Exercise instructions: Every entry below must be transcribed exactly, with no line missing.

Spatial localization data

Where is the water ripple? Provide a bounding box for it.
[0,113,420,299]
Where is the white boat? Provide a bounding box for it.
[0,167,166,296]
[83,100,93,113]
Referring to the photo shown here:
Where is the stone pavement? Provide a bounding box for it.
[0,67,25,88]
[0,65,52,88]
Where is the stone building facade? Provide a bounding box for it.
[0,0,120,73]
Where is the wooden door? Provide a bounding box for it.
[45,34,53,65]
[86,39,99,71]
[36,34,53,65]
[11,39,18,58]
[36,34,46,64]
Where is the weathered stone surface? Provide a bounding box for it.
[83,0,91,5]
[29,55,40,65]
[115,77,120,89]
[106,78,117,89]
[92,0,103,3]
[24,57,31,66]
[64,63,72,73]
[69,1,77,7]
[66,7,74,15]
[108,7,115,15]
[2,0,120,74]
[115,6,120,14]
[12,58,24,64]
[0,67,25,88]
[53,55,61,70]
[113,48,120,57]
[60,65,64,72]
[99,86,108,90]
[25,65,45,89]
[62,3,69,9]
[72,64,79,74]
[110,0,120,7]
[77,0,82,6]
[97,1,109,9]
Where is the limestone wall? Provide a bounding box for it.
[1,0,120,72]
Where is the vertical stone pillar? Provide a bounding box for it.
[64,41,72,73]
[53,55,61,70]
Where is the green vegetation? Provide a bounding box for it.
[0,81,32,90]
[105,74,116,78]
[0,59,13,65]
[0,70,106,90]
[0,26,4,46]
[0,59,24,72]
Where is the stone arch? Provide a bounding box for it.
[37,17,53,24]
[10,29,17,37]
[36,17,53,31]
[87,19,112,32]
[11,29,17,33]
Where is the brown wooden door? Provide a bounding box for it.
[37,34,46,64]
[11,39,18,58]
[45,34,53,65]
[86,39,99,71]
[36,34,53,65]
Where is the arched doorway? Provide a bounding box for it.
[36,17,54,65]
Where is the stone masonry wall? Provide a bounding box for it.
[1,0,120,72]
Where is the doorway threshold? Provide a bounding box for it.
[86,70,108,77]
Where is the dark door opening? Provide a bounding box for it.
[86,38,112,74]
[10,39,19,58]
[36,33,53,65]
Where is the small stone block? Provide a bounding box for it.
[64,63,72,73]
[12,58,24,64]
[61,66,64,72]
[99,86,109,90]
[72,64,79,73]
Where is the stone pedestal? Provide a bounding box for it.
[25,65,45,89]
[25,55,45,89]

Solution for this exercise:
Where is the water ripple? Provide a bounding box for it.
[0,113,420,299]
Where is the white boat? Provide a bounding box for it.
[0,167,166,296]
[83,100,93,113]
Referring to the photo shown here:
Where is the stone pavement? Provide a bounding box for it.
[0,67,25,88]
[0,65,52,88]
Where is the stone building facade? Provide a bounding box for it.
[0,0,120,73]
Where is the wooden door? Provide a bounding box for it.
[45,34,53,65]
[86,39,99,71]
[36,34,53,65]
[11,39,18,58]
[36,34,46,64]
Where is the weathered stone surface? Provide a bounding box for it.
[83,0,91,5]
[29,55,40,65]
[115,77,120,89]
[106,78,117,89]
[92,0,103,3]
[24,57,31,66]
[64,63,72,73]
[69,1,77,7]
[66,7,74,15]
[108,7,115,15]
[2,0,120,74]
[115,6,120,14]
[12,58,24,64]
[0,67,25,88]
[53,55,61,70]
[113,48,120,57]
[60,65,64,72]
[99,86,108,90]
[25,65,45,89]
[62,3,69,9]
[72,64,79,74]
[110,0,120,7]
[77,0,82,6]
[97,1,109,9]
Where is the limestone wall? Provide a bounding box for it.
[1,0,120,72]
Where is the vertical stone pillar? Provide a bounding box for it.
[64,41,72,73]
[53,55,61,70]
Where is the green vegetation? Provide a bounding box for it.
[0,81,32,90]
[105,74,116,78]
[0,59,13,65]
[0,70,106,90]
[0,26,4,46]
[0,59,24,72]
Where is the stone arch? Provide a bounding box for it.
[37,17,53,24]
[10,29,17,37]
[36,17,53,31]
[87,19,112,32]
[11,29,17,33]
Where is the brown wooden door? Provide a bounding box for it.
[37,34,46,64]
[11,39,18,58]
[45,34,53,65]
[86,39,99,71]
[36,34,53,65]
Where is the arched doorway? Provide a bounding box for it.
[36,17,54,65]
Where is the stone masonry wall? Provide a bounding box for it.
[1,0,120,72]
Where is the doorway threshold? Provide a bounding box for it.
[86,70,108,77]
Where is the dark door opening? Provide a bounding box for it.
[86,38,112,74]
[10,39,19,58]
[36,33,53,65]
Where is the small stone block? Provide a bounding box for it.
[64,63,72,73]
[12,58,24,64]
[61,66,64,72]
[99,86,109,90]
[72,64,79,73]
Where is the stone pedestal? Provide a bounding box for it.
[25,65,45,89]
[25,55,45,89]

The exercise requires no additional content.